**GIVEN TEXT**:
(begin)
Early North Carolina history recorded nearly 30 Native American groups across the state. You can see their influence today in the names of North Carolina towns, rivers and counties – Waxhaw, Waccamaw, Catawba, Roanoke, Pamlico and Cape Fear to mention a few.

In 1524, Giovanni de Varrazano was the first European to visit North Carolina, Spanish colonist Lucan Vazquez de Ayllon landed at what is believed to have been the mouth of the Cape Fear River in 1526, and Hernando de Soto explored the southwestern part of the state in 1540. These attempts to colonize failed. Sir Walter Raleigh sent several ships to establish the first colony on Roanoke Island in 1584, but those colonists that survived returned to England in 1586. John White led the second attempt to establish a colony at Roanoke in 1587. White departed for England for supplies but when he returned to Roanoke in 1590, the colonists had disappeared and the word “CROATOAN” was found carved into a tree. Thus, the mystery of the Lost Colony was born. In 1705, the first town in North Carolina was built – the Town of Bath, and in 1789 North Carolina becomes the 12th state of the United States of America.
(end)
**COLLECTED MATERIAL**:
(begin)
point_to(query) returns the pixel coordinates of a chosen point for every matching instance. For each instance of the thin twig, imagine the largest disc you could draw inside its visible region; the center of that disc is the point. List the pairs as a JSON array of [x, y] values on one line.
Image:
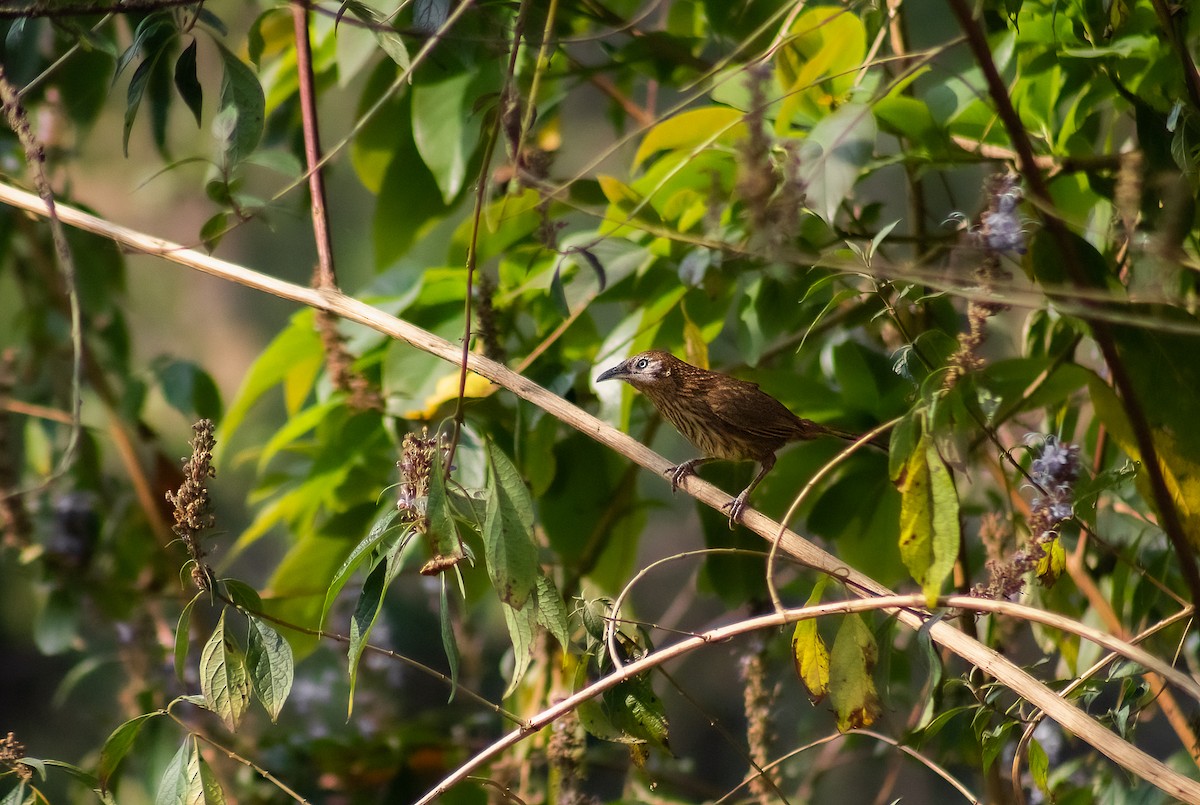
(end)
**WORK TO DO**:
1 > In the passage on early North Carolina history, what was the first town built in North Carolina, and in what year?
2 > From the passage on early North Carolina history, reproduce the portion starting at "Early North Carolina" and ending at "mention a few.".

**SOLUTIONS BELOW**:
1 > The Town of Bath, built in 1705.

2 >
Early North Carolina history recorded nearly 30 Native American groups across the state. You can see their influence today in the names of North Carolina towns, rivers and counties – Waxhaw, Waccamaw, Catawba, Roanoke, Pamlico and Cape Fear to mention a few.